Aplica lo leído
[1] Contesta a partir del extracto:
(a) ¿En qué deviene el objeto como revancha irónica?
(b) ¿Qué autor aludía a las formas de juego aleatorio y de vértigo?
(c) ¿De qué artista son las imágenes citadas como ejemplo de objetos irónicamente puros?
[2] Repite sin cambios el fragmento del extracto que empieza con las palabras que contienen "Mucho más allá" y termina con "sean sus formas.".

─── Extracto del documento ───

Creemos fotografiar tal o cual cosa por placer y en realidad es ella la que quiere ser fotografiada; somos nada más que la figura de su puesta en escena, secretamente movidos por la perversión autopublicitaria de todo este mundo circundante. Aquí está la ironía patafísica de la situación. En efecto: toda metafísica es barrida por ese vuelco de situación en que el sujeto deja de ser origen del proceso para convertirse en agente u operador de la ironía objetiva del mundo. Ya no es el sujeto el que se representa el mundo (I will be your mirror!): es el objeto el que refracta al sujeto y, sutilmente, por medio de todas nuestras tecnologías, le impone su presencia y su forma aleatoria.
Por lo tanto, ya no es el sujeto el amo del juego; la relación parece haber dado un vuelco. La potencia del objeto se abre camino a través de todo el juego de simulación y simulacros, a través del artificio mismo que le hemos impuesto. Hay aquí una especie de revancha irónica: el objeto deviene un atractor extraño. Y aquí se encuentra el límite de la aventura estética, del dominio estético del mundo por el sujeto (aunque es también el fin de la aventura de la representación), pues el objeto como atractor extraño ya no es un objeto estético.
Despojado por la técnica de todo secreto, de toda ilusión; despojado de su origen por haberse generado en modelos; despojado de toda connotación de sentido y valor, exorbitado, es decir, soltado de la órbita del sujeto al mismo tiempo que del preciso modo de visión que forma parte de la definición estética del mundo, deviene entonces, de alguna manera, un objeto puro y recupera algo de la fuerza y la inmediatez de las formas anteriores o posteriores a la estetización general de nuestra cultura. Todos esos artefactos, todos esos objetos e imágenes artificiales, ejercen sobre nosotros una suerte de irradiación artificial, de fascinación; los simulacros dejan de ser simulacros y pasan a tener una evidencia material; pasan a ser fetiches quizás, a la vez completamente despersonalizados, desimbolizados y, sin embargo, de intensidad máxima, investidos directamente como médium, del mismo modo en que lo es el objeto fetiche, sin mediación estética. Es aquí donde nuestros objetos más superficiales y estereotipados recuperan tal vez un poder exorcizante similar al de las máscaras sacrificiales. Exactamente como estas, que absorben la identidad de los actores, danzarines y espectadores, y cuya función es provocar con ello una suerte de vértigo taumatúrgico (¿traumatúrgico?), así creo que todos esos artefactos modernos, de lo publicitario a lo electrónico, de lo mediático a lo virtual —objetos, imágenes, modelos, redes—, cumplen una función de absorción y vértigo del interlocutor (nosotros, los sujetos, los actuantes supuestos), mucho más que de comunicación o información; y, al mismo tiempo, de eyección y rechazo, exactamente como en las formas exorcísticas y paroxísticas anteriores. We shall be your favorite disappearing act!
Mucho más allá de la forma estética, estos objetos adoptan las formas de juego aleatorio y de vértigo a que aludía Caillois y que se oponían a los juegos de representación, miméticos y estéticos. Ilustran así nuestro tipo de sociedad, que es una sociedad de paroxismo y exorcismo, es decir, una sociedad en la que hemos absorbido hasta el vértigo nuestra propia realidad, nuestra propia identidad, y procuramos rechazarla con la misma fuerza, una sociedad donde la realidad entera ha absorbido hasta el vértigo a su propio doble y quiere expulsarlo cualesquiera que sean sus formas.
Esos objetos triviales, esos objetos técnicos, esos objetos virtuales, serían, pues, los nuevos atractores extraños, los nuevos objetos más allá de lo estético, transestéticos, objetos-fetiche carentes de significación, de ilusión, sin aura, sin valor, y que serían el espejo de nuestra desilusión radical del mundo. Objetos irónicamente puros, tal como son las imágenes de Warhol.

─── Datos del conjunto ───

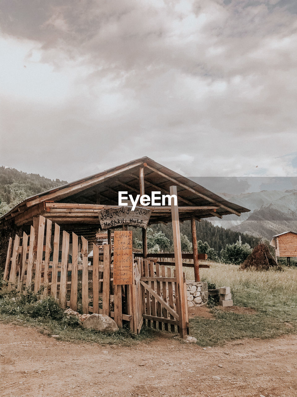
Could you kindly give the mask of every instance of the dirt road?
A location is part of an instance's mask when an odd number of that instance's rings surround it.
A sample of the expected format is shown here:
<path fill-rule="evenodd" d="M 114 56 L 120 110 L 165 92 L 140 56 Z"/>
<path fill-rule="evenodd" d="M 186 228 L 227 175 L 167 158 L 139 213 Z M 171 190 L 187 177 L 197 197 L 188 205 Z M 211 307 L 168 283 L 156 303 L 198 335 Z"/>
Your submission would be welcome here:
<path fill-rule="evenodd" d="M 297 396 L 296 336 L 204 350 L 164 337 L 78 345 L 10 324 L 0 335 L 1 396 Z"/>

───

Soluciones propuestas
[1]
(a) En un atractor extraño.
(b) Caillois.
(c) De Warhol.

[2]
Mucho más allá de la forma estética, estos objetos adoptan las formas de juego aleatorio y de vértigo a que aludía Caillois y que se oponían a los juegos de representación, miméticos y estéticos. Ilustran así nuestro tipo de sociedad, que es una sociedad de paroxismo y exorcismo, es decir, una sociedad en la que hemos absorbido hasta el vértigo nuestra propia realidad, nuestra propia identidad, y procuramos rechazarla con la misma fuerza, una sociedad donde la realidad entera ha absorbido hasta el vértigo a su propio doble y quiere expulsarlo cualesquiera que sean sus formas.